◆ **Exercise requirements**:
Please show every line in the entries below that includes the word "building".

(Dataset records)
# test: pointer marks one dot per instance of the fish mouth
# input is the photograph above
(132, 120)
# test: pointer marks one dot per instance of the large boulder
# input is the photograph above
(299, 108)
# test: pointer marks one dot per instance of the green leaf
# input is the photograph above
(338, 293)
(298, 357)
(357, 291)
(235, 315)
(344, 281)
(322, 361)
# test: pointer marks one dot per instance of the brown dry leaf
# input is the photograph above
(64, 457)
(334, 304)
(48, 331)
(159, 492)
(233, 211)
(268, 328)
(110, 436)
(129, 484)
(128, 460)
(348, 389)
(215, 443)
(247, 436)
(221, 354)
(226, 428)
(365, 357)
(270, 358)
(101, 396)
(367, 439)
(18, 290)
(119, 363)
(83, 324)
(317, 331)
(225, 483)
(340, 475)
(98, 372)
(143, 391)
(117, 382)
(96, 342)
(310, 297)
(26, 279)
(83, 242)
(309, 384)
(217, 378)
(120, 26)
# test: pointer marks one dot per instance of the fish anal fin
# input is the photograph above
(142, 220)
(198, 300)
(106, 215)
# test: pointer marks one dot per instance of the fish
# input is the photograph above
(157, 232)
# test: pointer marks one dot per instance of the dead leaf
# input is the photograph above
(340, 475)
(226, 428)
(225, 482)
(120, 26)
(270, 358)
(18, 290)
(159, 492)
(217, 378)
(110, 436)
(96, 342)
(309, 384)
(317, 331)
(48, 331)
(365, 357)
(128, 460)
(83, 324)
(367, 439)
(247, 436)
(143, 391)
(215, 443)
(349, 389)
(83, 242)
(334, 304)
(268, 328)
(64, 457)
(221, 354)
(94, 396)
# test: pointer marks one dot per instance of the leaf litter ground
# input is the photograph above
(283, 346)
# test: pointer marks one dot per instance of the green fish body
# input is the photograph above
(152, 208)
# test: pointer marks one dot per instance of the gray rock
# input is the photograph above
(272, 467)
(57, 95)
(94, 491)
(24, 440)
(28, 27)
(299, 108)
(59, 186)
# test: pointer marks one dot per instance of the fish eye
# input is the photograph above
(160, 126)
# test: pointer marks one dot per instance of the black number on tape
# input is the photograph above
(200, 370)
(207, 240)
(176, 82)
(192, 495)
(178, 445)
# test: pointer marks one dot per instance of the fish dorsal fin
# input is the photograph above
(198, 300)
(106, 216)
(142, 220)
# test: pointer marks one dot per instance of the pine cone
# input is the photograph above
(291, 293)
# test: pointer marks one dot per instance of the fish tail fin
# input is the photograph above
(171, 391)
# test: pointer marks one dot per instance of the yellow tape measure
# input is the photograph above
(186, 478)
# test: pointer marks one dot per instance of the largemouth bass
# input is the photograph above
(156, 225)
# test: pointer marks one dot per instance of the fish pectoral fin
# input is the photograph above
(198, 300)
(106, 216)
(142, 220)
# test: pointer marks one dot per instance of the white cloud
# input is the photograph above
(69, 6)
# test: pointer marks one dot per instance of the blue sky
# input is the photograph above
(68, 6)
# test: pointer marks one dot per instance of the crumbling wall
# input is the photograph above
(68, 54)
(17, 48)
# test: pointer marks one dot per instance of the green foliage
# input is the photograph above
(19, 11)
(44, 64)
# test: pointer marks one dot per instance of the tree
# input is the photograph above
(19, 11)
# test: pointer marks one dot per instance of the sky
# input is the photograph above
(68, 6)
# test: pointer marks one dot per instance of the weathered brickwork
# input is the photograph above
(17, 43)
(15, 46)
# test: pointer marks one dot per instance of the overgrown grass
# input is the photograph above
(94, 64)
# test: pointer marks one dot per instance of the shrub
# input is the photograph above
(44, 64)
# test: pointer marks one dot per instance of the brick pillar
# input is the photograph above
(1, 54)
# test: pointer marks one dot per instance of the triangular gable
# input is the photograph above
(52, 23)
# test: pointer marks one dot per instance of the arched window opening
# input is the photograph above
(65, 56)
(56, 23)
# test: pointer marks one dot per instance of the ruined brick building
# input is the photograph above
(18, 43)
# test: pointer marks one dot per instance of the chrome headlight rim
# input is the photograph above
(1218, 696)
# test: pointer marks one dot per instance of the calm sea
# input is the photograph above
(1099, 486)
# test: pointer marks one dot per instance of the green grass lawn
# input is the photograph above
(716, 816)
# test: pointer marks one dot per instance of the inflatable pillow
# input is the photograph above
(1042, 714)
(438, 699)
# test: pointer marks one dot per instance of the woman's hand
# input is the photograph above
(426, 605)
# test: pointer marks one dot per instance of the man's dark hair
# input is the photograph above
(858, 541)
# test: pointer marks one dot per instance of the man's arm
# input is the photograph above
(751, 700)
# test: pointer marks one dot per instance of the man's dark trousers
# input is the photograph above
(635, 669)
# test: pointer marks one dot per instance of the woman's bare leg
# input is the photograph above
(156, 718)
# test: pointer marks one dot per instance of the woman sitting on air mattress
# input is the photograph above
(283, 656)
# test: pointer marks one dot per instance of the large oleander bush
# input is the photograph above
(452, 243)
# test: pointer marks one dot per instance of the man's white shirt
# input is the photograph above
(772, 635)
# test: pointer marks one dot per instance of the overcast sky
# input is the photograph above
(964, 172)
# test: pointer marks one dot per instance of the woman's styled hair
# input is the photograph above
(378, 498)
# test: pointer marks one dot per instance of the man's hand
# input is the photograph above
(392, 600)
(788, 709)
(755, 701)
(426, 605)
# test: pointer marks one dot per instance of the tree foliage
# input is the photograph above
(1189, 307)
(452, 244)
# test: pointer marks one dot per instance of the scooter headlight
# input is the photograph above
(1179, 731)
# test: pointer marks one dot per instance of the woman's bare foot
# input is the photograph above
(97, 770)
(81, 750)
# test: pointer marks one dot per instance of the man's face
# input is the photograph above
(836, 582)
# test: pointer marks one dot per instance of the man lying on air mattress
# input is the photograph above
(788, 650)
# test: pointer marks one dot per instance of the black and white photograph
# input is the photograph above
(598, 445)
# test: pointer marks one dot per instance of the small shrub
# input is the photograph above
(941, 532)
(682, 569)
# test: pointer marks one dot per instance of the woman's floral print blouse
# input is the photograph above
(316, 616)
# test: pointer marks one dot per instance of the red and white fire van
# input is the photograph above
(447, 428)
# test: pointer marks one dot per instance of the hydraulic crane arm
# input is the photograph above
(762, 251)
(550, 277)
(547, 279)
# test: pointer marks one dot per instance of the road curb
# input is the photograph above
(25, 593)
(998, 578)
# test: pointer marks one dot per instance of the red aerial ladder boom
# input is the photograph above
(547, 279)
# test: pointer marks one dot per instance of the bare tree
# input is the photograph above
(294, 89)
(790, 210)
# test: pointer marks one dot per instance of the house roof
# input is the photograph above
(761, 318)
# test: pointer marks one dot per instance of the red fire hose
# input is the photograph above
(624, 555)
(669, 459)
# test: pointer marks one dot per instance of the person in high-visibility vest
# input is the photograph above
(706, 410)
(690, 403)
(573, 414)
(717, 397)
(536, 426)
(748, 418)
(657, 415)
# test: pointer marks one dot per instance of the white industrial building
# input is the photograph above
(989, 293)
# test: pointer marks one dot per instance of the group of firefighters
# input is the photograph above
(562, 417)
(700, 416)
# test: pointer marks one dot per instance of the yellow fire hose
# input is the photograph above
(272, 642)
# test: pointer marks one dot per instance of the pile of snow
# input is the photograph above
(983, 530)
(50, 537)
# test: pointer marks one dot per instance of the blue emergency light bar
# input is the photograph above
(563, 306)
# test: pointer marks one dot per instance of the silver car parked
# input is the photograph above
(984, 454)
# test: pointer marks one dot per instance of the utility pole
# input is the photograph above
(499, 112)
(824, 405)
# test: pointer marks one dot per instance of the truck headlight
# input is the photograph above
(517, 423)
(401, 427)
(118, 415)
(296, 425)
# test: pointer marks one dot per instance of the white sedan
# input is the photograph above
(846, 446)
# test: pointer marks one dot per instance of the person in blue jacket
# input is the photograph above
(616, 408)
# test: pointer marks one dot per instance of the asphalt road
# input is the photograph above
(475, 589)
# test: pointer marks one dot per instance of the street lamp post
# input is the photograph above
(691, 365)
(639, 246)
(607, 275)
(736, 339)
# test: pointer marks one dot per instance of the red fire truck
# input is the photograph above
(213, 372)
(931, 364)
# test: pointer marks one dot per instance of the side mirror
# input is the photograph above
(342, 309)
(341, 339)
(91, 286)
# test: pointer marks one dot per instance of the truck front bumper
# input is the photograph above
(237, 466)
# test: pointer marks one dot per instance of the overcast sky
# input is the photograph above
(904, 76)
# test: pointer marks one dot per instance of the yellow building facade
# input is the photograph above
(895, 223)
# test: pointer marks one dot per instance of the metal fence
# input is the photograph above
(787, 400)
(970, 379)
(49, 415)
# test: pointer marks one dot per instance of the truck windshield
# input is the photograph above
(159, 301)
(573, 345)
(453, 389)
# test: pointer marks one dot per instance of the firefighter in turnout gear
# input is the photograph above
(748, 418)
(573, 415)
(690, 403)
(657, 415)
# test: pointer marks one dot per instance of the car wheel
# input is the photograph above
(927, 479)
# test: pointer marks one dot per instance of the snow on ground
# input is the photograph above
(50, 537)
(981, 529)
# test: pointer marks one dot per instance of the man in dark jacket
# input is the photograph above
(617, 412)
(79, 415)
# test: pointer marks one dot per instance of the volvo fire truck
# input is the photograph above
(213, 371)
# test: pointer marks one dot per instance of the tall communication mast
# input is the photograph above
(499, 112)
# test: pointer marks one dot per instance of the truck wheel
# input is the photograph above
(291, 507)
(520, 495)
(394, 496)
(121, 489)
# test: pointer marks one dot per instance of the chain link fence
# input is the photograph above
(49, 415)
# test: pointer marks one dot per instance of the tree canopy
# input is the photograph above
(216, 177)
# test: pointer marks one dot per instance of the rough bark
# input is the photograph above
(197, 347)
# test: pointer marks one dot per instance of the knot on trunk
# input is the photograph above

◆ **Output for this exercise**:
# test: pointer marks one dot per instance of the ruined brick building
# test: pointer marks one dot per instance of the white industrial building
# test: pointer marks one dot per instance of the yellow building facade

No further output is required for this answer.